*** Block opens ***

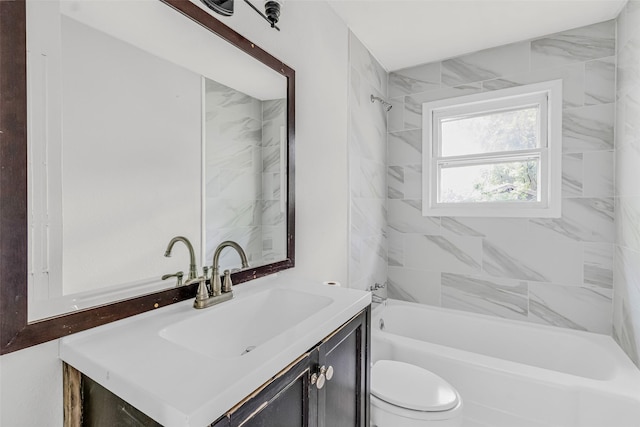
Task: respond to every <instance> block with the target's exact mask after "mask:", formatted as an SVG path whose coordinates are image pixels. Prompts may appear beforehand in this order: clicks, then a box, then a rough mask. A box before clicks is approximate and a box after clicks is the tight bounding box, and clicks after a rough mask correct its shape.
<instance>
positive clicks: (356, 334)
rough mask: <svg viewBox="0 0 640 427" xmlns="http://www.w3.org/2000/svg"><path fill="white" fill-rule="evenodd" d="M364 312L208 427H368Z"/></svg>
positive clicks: (368, 369) (366, 352) (319, 344)
mask: <svg viewBox="0 0 640 427" xmlns="http://www.w3.org/2000/svg"><path fill="white" fill-rule="evenodd" d="M369 316H370V311H369V309H366V310H364V311H362V312H361V313H360V314H358V315H357V316H355V317H354V318H353V319H351V320H350V321H349V322H347V323H346V324H344V325H343V326H342V327H340V328H338V329H337V330H336V331H334V332H333V333H332V334H331V335H329V336H328V337H327V338H325V339H324V340H322V341H321V342H320V343H319V344H318V345H317V346H315V347H314V348H313V349H311V350H310V351H309V352H308V353H306V354H305V355H303V356H302V357H301V358H300V359H298V360H297V361H296V362H294V363H292V364H291V365H290V366H289V367H288V368H286V369H285V370H284V371H282V372H280V373H279V374H278V375H277V376H276V377H275V378H274V380H273V381H272V382H270V383H268V384H267V385H266V386H265V387H264V388H263V389H262V390H259V391H257V392H255V393H254V395H252V396H250V397H249V398H247V399H246V400H245V401H244V402H242V403H241V404H240V405H239V406H237V407H236V408H234V409H232V410H231V411H229V412H228V413H227V414H226V415H225V416H224V417H223V418H221V419H220V420H218V422H216V423H214V424H213V426H212V427H227V426H229V427H352V426H353V427H368V426H369V394H368V390H369V369H368V366H369V358H370V350H369V341H370V340H369V328H368V325H369Z"/></svg>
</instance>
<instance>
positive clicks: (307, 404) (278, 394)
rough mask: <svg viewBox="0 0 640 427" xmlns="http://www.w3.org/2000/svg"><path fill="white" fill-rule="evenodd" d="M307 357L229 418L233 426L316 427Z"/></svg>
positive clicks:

*** Block closes ***

→ Your objective
From start to finish, output the listing exactly, but omit its pictures.

→ Exercise answer
Task: respond to every <instance> block with the target's exact mask after "mask:", formatted as an SVG path whose coordinates are image pixels. Prompts may appear beforehand in this order: clicks, then a box, then a rough mask. A box before clicks is approximate and a box after clicks is the tight bounding box, and clicks after a rough mask correct its shape.
<instance>
positive clicks: (356, 334)
rough mask: <svg viewBox="0 0 640 427" xmlns="http://www.w3.org/2000/svg"><path fill="white" fill-rule="evenodd" d="M364 312L208 427H368Z"/></svg>
positive clicks: (368, 369) (366, 352) (319, 344)
mask: <svg viewBox="0 0 640 427" xmlns="http://www.w3.org/2000/svg"><path fill="white" fill-rule="evenodd" d="M369 316H370V311H369V309H366V310H364V311H362V312H361V313H360V314H358V315H357V316H355V317H354V318H353V319H351V320H350V321H349V322H347V323H346V324H344V325H343V326H342V327H340V328H338V329H337V330H336V331H334V332H333V333H332V334H331V335H329V336H328V337H327V338H325V339H324V340H322V341H321V342H320V343H319V344H318V345H317V346H315V347H314V348H313V349H311V350H310V351H309V352H308V353H306V354H305V355H303V356H302V357H301V358H300V359H298V360H297V361H296V362H294V363H292V364H291V365H290V366H289V367H288V368H286V369H285V370H284V371H282V372H280V373H279V374H278V375H277V376H276V377H275V378H274V380H273V381H272V382H270V383H268V384H267V385H266V386H265V387H264V388H263V389H262V390H259V391H257V392H255V393H254V395H252V396H250V397H249V398H247V399H246V400H245V401H244V402H242V403H241V404H240V405H239V406H237V407H236V408H234V409H232V410H231V411H229V412H228V413H227V414H226V415H225V416H224V417H223V418H221V419H220V420H218V422H216V423H214V424H213V426H212V427H227V426H229V427H352V426H353V427H368V426H369V394H368V390H369V369H368V366H369V358H370V350H369V341H370V340H369V328H368V325H369Z"/></svg>
</instance>
<instance>
positive clicks: (307, 404) (278, 394)
rough mask: <svg viewBox="0 0 640 427" xmlns="http://www.w3.org/2000/svg"><path fill="white" fill-rule="evenodd" d="M307 357L229 418L233 426L316 427Z"/></svg>
positive clicks:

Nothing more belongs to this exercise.